***** DOCUMENT TEXT

Polish businessman (1950–2015)

Jan Jerzy Kulczyk (24 June 1950 – 29 July 2015) was a Polish billionaire businessman. He was the founder and owner of Kulczyk Holding (headquartered in Warsaw) and an international investment house Kulczyk Investments (former name: Kulczyk Investment House) with headquarters in Luxembourg and offices in London and Kyiv, Ukraine. According to Forbes, Kulczyk was the richest Pole at the time of his death.

==Education==
Kulczyk graduated from VI Jan i Jędrzej Śniadeccy Secondary School in Bydgoszcz in 1968. He studied law at the Adam Mickiewicz University in Poznań and foreign trade at the Poznań University of Economics and Business (then: Academy of Economics in Poznań). He received a doctorate in political sciences and international law in 1975. He was also a researcher at the Institute for Western Affairs in Poznań, where he dealt with German issues (member of the Institute's honorary committee).

==Business career==
In 1981, Kulczyk founded his first company with money from his father Henryk. The Interkulpol joint-venture was one of the first international trade companies formed in Poland since the second world war. In 1988, Kulczyk became the official Volkswagen dealer in Poland. His first large-scale deal was a PLN 150-million (35.7 million euros) sale of 3,000 Volkswagen cars delivered to the Polish police and the security services in the early 1990s.
In 1991, Kulczyk Holding a limited liability company was founded. In 1993, the company changed its legal form into a joint-stock company. Kulczyk held the post of the chairman of the supervisory board.

The completed investments in his portfolio included: Telekomunikacja Polska (a 47.5% share in the years 2000–2005, held by a consortium comprising Kulczyk Holding and France Telecom (of which Kulczyk Holding held a 13.6% share); Polska Telefonia Cyfrowa (a 4.8% share in 1993–1999 in partnership with Deutsche Telekom); TUiR Warta Property Insurance Company (a nearly 70% share held in 1996–2006. All of the shares were stock-bought, except for a 19.8% share acquired from the State Treasury in a public tender); PTE Warta Pension Manager (a 50% share in 2000–2005); PKN Orlen (a nearly 5% share in 2001–2005). Polish oil refinery

In 2007, Kulczyk reorganized the Kulczyk Holding Group into Kulczyk Investment House, later known as Kulczyk Investments.

Kulczyk invested in energy, oil and gas, infrastructure, real estate and brewery sectors. His company Kulczyk Investments has 40% share in Neconde Energy Limited, an oil production in Nigeria, 3.49% in San Leon Energy (oil and gas exploration and production), 33.72% in Loon Energy Corporation (a company holding an oil exploration and production licenses in Colombia and Peru), 50.76% in Serinus Energy (an oil and gas exploration and production company operating in Ukraine, Tunisia and Romania) and 9.73% share in Ophir Energy (an oil and gas exploration and production company operating in Africa). Kulczyk Investments portfolio includes also a 15.4% share in Strata Limited, a company focused on development of mining projects in Africa and a 25% share in Centar, a company exploring for natural resources in Afghanistan and other countries in Central Asia and Africa.

**********
***** STORED ROWS

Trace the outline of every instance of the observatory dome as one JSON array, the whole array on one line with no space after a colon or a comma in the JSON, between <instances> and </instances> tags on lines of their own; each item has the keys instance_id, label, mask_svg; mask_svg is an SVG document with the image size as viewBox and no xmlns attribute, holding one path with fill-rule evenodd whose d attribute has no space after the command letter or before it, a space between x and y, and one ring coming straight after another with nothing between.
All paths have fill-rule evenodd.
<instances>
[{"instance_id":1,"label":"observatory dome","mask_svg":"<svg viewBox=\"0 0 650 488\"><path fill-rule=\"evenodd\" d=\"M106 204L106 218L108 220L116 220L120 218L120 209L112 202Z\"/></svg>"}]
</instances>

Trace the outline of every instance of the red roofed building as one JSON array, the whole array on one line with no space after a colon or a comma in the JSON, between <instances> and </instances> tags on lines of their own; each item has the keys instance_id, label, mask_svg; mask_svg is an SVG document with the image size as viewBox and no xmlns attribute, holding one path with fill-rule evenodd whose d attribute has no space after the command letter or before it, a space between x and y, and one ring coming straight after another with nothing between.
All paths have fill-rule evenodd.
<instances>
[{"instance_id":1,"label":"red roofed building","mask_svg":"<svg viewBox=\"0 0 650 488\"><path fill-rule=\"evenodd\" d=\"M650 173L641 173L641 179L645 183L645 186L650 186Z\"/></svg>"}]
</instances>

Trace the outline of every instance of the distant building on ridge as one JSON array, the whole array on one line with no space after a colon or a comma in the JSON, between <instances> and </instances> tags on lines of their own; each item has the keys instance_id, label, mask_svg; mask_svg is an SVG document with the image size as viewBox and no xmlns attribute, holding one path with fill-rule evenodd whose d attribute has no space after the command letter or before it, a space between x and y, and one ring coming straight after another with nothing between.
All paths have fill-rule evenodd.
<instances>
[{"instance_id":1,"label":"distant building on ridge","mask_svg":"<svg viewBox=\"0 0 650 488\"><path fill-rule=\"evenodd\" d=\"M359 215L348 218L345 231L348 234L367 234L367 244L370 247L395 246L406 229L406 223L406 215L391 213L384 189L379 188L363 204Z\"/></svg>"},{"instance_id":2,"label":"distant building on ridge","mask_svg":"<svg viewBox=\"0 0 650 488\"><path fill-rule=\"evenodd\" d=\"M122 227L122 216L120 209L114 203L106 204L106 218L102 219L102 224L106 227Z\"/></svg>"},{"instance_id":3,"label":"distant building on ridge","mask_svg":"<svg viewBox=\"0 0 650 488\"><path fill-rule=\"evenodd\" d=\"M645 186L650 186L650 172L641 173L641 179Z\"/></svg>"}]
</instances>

**********

_WRITTEN INSTRUCTION A:_
Replace "Luxembourg" with "Brussels" in the part of the Kulczyk biography that opens with the words "Polish businessman (1950–2015)" and closes with "of his death.", and write out that part.
_WRITTEN INSTRUCTION B:_
Pick out every line of the records that contains the string "observatory", matching case exactly, and copy each one.
The Kulczyk biography and the records have no connection to each other.

_EXPECTED ANSWER A:_
Polish businessman (1950–2015)

Jan Jerzy Kulczyk (24 June 1950 – 29 July 2015) was a Polish billionaire businessman. He was the founder and owner of Kulczyk Holding (headquartered in Warsaw) and an international investment house Kulczyk Investments (former name: Kulczyk Investment House) with headquarters in Brussels and offices in London and Kyiv, Ukraine. According to Forbes, Kulczyk was the richest Pole at the time of his death.

_EXPECTED ANSWER B:_
Trace the outline of every instance of the observatory dome as one JSON array, the whole array on one line with no space after a colon or a comma in the JSON, between <instances> and </instances> tags on lines of their own; each item has the keys instance_id, label, mask_svg; mask_svg is an SVG document with the image size as viewBox and no xmlns attribute, holding one path with fill-rule evenodd whose d attribute has no space after the command letter or before it, a space between x and y, and one ring coming straight after another with nothing between.
[{"instance_id":1,"label":"observatory dome","mask_svg":"<svg viewBox=\"0 0 650 488\"><path fill-rule=\"evenodd\" d=\"M106 204L106 218L108 220L116 220L120 218L120 209L112 202Z\"/></svg>"}]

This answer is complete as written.